If you want to know more about Julia syntax and the `map` function, check our Julia Syntax tutorial.

Now we are ready to simulate things with `simobs`. However, before we do that, let’s explain what a random number generator is.

## 1 Random Number Generator

A random number generator (RNG) is a function that generates a sequence of numbers that is not predictable. These numbers are called random numbers.

In Pumas, a number of functions use random number generators under the hood. Most notably the `simobs` function.

Pumas functions that use random number generators

This a non-exhaustive list of Pumas functions that use random number generators:

• `simobs`
• `inspect` when NPDEs are calculated with the `nsim` keyword argument
• `fit` when using any Bayesian or SAEM estimation method
• `infer` when using `Bootstrap` or `SIR` methods
• any Pumas Bayesian cross-validation method
• `vpc`

At first glance, it may appear that computers can generate random numbers spontaneously. However, it’s crucial to understand that computers, by their very nature, are deterministic machines. This means that their operations can be predicted and replicated given the same initial conditions and inputs.

> _Written problem a_:
Retype the rows below, starting with the line that contains "Target: distant house" and going on through the last line of the rows, with both ends included.

> _Records provided_:

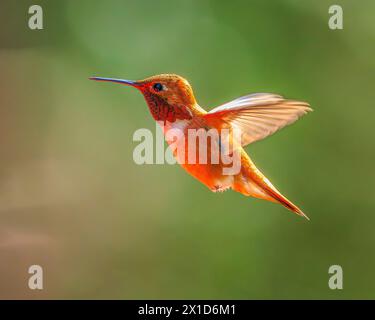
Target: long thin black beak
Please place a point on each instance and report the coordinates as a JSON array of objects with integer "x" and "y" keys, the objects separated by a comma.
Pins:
[{"x": 121, "y": 81}]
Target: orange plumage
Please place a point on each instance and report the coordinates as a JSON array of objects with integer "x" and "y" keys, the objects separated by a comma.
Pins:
[{"x": 172, "y": 104}]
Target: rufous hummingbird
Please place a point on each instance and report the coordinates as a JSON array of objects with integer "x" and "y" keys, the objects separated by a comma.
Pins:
[{"x": 172, "y": 104}]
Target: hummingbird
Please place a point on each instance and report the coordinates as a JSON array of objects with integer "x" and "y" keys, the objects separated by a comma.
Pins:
[{"x": 170, "y": 99}]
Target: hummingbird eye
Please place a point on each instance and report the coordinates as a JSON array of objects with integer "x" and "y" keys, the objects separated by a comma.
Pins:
[{"x": 158, "y": 87}]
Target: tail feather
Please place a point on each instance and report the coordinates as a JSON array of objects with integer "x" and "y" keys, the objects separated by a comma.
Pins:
[{"x": 253, "y": 183}]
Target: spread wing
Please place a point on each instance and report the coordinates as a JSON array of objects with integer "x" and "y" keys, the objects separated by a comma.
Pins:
[{"x": 257, "y": 115}]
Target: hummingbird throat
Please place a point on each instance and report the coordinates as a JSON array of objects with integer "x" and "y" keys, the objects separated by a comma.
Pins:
[{"x": 161, "y": 110}]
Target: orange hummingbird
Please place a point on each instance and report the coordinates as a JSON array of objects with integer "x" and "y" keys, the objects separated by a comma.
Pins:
[{"x": 171, "y": 101}]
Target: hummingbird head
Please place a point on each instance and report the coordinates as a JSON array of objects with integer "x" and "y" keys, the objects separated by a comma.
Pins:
[{"x": 168, "y": 96}]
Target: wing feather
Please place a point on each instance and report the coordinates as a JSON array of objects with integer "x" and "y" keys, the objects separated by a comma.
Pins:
[{"x": 257, "y": 115}]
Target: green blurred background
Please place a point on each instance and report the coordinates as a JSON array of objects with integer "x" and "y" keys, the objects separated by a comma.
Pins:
[{"x": 73, "y": 201}]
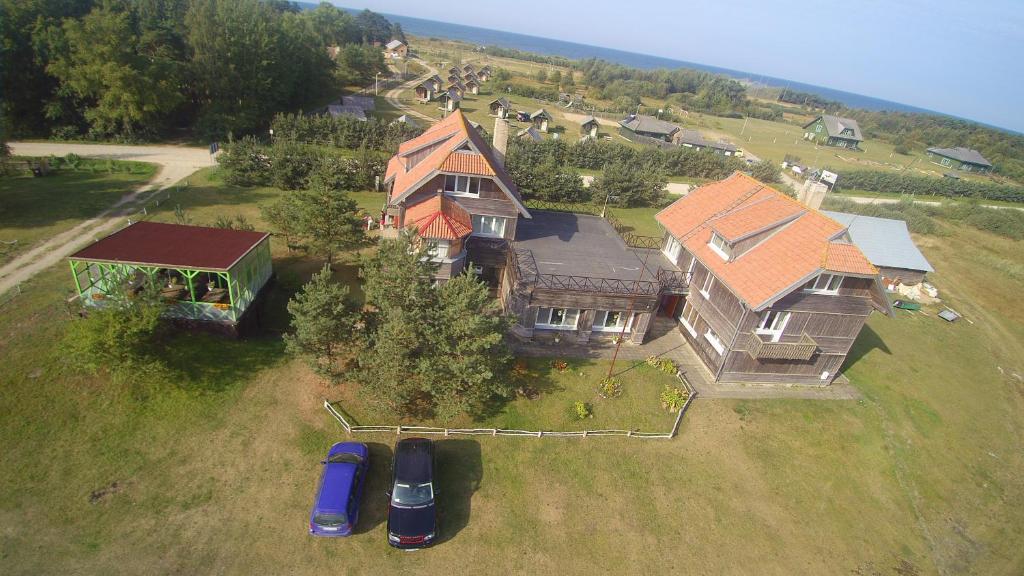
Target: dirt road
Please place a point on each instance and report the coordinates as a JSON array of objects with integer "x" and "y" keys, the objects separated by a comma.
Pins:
[{"x": 175, "y": 163}]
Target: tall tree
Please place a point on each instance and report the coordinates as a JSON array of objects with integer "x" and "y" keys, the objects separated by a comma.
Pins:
[{"x": 325, "y": 322}]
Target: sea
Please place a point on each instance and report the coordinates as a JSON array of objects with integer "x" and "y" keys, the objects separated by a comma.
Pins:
[{"x": 552, "y": 47}]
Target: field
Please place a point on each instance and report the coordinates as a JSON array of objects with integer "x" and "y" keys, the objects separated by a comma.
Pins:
[
  {"x": 211, "y": 468},
  {"x": 33, "y": 209}
]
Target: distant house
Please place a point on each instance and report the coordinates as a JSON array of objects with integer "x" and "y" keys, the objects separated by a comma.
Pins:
[
  {"x": 692, "y": 138},
  {"x": 888, "y": 245},
  {"x": 589, "y": 127},
  {"x": 339, "y": 111},
  {"x": 650, "y": 127},
  {"x": 965, "y": 159},
  {"x": 833, "y": 130},
  {"x": 529, "y": 133},
  {"x": 501, "y": 108},
  {"x": 425, "y": 91},
  {"x": 541, "y": 119},
  {"x": 395, "y": 49},
  {"x": 450, "y": 99}
]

> _Written problem b_:
Extend the text on random number generators in Pumas, picking up right after its final sentence.

> _Reply a_:
Target: distant house
Please place a point on each instance and report the coordinates as a JSON array of objects with integer "x" and "y" keys, the objects separated by a comma.
Pins:
[
  {"x": 692, "y": 138},
  {"x": 888, "y": 245},
  {"x": 589, "y": 127},
  {"x": 339, "y": 111},
  {"x": 650, "y": 127},
  {"x": 965, "y": 159},
  {"x": 833, "y": 130},
  {"x": 529, "y": 133},
  {"x": 501, "y": 108},
  {"x": 425, "y": 91},
  {"x": 541, "y": 119},
  {"x": 395, "y": 49},
  {"x": 450, "y": 99}
]

> _Reply b_:
In the context of generating random numbers, computers employ what are known as Pseudo-Random Number Generators (PRNGs). PRNGs are algorithms that use mathematical formulas or pre-calculated tables to produce sequences of numbers that mimic the properties of truly random numbers. The key characteristic of a PRNG is that it starts with an initial value, known as a “seed”. Given the same seed, a PRNG will always generate the same sequence of numbers.

This predictability, rather than being a limitation, is extremely useful for applications requiring reproducibility, such as simulations in scientific research. By using the same seed, researchers can generate the same sequence of ‘random’ numbers, ensuring that experiments can be replicated and verified by others. Thus, while the numbers generated by a PRNG may not be truly random in a mathematical sense, they provide a valuable tool for scientific and other applications where reproducibility is essential.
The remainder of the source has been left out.